TASK MATERIAL section start

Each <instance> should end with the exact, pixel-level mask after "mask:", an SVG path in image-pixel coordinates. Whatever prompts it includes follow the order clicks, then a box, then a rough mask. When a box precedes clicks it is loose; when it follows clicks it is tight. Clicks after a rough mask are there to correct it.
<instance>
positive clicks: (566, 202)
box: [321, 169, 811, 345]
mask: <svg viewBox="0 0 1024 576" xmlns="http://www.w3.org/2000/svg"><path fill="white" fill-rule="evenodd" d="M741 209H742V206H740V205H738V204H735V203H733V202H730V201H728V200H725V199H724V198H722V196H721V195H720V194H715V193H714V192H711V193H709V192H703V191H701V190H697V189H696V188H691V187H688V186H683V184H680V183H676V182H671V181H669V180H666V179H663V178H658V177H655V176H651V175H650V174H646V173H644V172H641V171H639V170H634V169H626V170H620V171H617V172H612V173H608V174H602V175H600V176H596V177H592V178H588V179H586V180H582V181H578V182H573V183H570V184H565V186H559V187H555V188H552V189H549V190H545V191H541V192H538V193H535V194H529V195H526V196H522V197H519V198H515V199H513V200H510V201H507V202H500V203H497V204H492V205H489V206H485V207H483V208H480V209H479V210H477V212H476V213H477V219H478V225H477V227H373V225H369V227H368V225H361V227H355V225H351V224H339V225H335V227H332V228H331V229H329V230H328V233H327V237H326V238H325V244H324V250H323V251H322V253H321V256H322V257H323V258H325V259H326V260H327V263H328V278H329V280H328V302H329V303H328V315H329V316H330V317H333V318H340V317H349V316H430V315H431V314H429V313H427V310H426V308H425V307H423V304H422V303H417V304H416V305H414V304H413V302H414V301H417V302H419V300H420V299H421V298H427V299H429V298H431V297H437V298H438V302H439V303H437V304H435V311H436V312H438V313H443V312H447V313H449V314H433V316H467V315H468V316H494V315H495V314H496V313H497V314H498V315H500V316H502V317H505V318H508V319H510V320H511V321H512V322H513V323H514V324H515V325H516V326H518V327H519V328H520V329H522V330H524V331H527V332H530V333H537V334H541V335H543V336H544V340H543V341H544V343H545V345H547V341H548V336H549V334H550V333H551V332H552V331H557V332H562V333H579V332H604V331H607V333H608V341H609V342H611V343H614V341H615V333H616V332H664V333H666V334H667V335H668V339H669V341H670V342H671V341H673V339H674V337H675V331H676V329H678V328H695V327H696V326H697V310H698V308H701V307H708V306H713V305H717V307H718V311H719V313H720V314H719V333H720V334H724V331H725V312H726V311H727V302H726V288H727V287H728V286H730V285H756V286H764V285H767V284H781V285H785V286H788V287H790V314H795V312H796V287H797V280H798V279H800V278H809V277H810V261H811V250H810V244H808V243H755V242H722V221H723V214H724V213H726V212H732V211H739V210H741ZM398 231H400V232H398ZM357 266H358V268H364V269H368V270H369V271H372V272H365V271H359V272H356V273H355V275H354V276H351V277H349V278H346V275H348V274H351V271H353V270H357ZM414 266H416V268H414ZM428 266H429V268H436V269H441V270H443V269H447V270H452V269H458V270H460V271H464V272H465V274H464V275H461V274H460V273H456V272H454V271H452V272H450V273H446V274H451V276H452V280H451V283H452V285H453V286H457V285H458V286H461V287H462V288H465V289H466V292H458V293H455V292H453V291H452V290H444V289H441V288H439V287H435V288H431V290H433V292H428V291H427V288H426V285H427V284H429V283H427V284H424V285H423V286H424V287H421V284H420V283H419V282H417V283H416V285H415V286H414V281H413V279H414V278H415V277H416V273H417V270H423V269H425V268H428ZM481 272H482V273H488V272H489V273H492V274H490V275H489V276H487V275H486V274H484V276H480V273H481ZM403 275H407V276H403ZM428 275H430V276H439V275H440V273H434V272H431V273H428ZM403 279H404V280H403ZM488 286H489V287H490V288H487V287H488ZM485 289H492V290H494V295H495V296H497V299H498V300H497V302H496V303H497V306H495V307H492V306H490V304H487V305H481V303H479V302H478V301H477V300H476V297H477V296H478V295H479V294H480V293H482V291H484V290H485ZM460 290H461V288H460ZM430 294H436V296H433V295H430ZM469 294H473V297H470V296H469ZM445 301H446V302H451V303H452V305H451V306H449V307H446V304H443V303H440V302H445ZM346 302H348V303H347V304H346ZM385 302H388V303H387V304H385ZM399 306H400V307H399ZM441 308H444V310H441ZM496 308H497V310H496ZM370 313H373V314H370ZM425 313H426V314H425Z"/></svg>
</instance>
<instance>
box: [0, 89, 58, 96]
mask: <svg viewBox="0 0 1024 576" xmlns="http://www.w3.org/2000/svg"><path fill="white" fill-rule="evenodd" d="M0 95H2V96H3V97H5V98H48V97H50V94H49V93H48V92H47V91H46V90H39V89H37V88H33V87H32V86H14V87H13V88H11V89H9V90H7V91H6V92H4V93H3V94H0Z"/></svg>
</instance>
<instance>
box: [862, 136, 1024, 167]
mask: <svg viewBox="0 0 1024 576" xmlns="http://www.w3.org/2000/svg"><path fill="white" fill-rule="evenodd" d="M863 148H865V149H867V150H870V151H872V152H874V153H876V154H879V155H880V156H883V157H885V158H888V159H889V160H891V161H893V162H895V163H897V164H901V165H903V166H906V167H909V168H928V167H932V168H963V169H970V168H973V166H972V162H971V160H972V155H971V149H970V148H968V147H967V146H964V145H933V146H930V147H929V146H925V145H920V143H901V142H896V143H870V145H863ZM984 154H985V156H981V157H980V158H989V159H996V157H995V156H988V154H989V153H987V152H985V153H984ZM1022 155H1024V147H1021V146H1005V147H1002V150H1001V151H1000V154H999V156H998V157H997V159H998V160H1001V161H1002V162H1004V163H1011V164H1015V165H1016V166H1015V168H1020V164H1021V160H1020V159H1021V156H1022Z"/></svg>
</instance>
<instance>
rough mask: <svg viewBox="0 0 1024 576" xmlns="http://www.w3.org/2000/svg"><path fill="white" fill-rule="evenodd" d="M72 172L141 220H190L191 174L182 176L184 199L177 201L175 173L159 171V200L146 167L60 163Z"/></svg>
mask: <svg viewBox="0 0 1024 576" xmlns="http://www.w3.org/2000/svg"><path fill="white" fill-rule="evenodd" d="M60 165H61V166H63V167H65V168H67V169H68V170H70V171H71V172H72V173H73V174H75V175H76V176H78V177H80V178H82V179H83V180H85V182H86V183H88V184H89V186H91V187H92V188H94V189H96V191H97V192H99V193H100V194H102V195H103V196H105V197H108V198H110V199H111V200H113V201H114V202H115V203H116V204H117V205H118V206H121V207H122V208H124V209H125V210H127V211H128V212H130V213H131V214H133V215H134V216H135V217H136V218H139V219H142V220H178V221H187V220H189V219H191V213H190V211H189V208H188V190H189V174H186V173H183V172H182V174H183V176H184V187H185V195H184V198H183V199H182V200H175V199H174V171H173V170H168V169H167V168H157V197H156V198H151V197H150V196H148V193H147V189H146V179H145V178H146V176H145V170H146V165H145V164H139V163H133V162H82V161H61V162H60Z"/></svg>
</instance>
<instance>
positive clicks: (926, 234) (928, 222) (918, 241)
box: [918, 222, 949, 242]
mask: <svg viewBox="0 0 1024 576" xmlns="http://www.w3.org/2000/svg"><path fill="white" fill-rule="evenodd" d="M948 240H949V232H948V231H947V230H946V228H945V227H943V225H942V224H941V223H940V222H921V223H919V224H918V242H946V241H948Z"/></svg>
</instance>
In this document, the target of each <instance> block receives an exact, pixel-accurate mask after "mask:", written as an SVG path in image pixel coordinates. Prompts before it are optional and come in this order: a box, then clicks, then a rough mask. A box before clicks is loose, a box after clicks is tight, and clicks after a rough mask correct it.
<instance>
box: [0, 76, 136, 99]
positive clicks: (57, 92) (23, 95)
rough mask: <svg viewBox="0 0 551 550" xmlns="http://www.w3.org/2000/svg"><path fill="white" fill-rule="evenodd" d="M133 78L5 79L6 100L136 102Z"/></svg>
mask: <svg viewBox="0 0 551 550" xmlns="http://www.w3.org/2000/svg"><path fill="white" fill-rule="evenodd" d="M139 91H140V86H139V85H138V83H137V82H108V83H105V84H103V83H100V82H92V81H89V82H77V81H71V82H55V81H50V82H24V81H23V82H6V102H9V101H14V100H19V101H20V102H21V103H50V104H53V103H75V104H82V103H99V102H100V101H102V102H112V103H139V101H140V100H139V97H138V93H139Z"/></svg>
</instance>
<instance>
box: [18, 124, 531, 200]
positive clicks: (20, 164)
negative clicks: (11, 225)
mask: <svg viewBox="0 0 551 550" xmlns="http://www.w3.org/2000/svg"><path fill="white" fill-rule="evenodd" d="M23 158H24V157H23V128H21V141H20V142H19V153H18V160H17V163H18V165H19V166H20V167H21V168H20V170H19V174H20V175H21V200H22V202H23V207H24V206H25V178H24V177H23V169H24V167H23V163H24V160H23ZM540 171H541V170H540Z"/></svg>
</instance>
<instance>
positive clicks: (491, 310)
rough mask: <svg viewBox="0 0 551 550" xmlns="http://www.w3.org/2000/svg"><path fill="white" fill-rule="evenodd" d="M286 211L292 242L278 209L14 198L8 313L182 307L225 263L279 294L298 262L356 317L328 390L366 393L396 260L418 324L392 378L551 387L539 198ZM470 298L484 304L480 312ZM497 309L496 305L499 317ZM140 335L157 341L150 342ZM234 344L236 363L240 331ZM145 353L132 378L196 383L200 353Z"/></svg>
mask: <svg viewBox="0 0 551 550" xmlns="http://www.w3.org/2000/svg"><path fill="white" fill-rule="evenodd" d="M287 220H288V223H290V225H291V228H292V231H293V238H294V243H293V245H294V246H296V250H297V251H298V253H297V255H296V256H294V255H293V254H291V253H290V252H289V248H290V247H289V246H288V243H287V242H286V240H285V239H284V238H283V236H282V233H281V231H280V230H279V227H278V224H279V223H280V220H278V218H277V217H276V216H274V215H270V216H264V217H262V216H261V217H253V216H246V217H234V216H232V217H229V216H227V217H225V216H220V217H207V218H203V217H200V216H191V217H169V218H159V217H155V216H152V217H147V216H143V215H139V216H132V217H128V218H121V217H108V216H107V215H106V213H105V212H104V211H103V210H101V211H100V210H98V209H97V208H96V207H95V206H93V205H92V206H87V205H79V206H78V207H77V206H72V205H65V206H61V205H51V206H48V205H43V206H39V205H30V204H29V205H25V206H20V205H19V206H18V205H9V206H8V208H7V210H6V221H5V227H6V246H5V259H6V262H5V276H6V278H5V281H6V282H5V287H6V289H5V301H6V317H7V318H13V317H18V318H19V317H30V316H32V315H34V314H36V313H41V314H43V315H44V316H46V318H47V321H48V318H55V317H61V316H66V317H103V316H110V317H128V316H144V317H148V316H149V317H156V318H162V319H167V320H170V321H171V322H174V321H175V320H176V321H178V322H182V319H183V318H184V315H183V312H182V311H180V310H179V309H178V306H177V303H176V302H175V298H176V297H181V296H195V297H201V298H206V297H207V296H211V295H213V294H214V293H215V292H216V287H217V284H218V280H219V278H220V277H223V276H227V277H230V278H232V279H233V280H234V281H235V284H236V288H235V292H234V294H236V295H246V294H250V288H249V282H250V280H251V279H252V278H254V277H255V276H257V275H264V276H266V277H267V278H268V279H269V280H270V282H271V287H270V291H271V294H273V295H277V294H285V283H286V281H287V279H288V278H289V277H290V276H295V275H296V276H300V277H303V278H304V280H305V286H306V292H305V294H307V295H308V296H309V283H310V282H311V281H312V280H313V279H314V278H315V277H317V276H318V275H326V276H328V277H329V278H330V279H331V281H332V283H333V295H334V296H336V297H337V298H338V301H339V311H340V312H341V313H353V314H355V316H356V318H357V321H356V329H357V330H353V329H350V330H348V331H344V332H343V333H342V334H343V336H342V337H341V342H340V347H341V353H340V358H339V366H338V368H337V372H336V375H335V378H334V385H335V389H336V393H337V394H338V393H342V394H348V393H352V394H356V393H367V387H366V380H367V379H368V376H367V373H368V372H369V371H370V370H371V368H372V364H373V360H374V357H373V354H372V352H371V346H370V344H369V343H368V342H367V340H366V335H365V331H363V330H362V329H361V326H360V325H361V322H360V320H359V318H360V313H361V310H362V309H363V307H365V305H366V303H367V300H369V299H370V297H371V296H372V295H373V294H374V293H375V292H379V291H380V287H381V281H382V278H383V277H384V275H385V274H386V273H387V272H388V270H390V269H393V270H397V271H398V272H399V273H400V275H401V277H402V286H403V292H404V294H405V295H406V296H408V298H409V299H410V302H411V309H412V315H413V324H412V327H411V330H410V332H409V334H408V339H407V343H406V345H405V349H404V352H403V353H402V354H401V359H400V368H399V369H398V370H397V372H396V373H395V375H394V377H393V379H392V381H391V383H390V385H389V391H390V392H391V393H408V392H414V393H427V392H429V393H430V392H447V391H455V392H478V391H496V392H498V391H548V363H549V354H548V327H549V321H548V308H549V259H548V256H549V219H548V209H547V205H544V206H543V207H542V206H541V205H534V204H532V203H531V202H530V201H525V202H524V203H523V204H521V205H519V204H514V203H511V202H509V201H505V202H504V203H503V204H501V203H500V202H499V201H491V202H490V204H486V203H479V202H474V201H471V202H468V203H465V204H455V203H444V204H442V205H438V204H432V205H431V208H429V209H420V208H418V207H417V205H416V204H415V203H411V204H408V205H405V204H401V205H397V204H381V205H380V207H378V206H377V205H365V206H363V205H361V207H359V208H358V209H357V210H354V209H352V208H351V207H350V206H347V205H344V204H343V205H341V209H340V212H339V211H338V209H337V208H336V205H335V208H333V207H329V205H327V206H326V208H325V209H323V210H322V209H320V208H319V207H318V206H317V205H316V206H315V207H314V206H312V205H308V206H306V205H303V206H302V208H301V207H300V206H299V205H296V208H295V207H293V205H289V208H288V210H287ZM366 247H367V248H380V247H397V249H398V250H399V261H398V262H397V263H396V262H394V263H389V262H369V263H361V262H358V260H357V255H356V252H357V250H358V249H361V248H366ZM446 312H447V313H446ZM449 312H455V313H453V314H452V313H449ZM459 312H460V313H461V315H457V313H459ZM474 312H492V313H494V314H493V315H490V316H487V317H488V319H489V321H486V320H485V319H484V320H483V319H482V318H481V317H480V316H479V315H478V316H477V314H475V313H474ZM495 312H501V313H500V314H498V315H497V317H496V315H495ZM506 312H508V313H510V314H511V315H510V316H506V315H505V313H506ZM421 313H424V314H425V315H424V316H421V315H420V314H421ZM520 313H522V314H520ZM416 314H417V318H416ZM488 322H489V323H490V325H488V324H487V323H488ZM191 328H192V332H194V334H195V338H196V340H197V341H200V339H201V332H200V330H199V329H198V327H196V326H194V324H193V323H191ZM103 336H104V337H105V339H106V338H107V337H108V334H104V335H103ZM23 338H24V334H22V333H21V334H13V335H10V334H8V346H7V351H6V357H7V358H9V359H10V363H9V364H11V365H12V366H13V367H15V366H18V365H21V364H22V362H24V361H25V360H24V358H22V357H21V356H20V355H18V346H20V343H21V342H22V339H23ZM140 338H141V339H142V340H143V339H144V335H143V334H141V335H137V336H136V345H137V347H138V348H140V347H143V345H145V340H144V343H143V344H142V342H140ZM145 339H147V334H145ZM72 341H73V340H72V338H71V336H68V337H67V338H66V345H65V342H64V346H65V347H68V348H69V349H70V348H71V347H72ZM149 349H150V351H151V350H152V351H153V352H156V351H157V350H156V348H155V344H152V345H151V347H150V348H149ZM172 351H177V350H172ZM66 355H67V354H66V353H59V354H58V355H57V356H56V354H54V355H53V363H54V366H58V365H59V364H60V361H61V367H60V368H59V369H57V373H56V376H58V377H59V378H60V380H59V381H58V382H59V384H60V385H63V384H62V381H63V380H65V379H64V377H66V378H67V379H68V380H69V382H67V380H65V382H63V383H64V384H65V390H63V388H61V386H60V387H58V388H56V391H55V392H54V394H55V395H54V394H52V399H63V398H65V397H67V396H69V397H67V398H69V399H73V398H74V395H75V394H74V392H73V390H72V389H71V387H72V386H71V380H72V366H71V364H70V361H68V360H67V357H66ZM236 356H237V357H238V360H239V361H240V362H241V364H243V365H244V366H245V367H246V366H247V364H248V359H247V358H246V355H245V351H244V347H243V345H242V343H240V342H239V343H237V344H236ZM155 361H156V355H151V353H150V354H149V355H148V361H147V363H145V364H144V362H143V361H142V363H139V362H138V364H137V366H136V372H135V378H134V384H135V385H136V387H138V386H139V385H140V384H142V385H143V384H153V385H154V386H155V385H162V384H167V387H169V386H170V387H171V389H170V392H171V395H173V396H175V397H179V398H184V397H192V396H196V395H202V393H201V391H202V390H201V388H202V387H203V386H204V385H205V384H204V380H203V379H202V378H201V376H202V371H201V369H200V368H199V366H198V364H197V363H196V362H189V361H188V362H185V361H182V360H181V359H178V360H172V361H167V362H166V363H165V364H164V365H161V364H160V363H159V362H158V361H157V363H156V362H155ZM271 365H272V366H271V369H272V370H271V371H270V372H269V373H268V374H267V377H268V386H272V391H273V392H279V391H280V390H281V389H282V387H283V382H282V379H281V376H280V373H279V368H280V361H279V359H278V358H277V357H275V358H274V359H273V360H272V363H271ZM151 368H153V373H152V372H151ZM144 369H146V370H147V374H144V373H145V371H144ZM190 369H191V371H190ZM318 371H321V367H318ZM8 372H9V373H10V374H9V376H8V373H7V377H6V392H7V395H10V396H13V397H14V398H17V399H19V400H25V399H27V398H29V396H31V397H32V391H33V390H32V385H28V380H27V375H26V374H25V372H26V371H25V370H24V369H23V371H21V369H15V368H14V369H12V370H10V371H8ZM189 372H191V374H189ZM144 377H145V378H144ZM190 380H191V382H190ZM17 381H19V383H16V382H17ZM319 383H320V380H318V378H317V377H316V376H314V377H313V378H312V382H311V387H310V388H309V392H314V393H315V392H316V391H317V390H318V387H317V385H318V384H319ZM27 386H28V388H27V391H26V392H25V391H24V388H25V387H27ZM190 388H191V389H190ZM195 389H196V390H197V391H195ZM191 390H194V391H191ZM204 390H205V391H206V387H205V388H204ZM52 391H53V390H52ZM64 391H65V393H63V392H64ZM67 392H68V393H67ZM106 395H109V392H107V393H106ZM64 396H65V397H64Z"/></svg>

TASK MATERIAL section end

**ASSIGNMENT**
Select every line in the records above that contains the string "positive", and copy each one. Matching is case-sensitive.

**YOUR RESPONSE**
positive clicks: (566, 202)
positive clicks: (926, 234) (928, 222) (918, 241)
positive clicks: (57, 92) (23, 95)
positive clicks: (20, 164)
positive clicks: (491, 310)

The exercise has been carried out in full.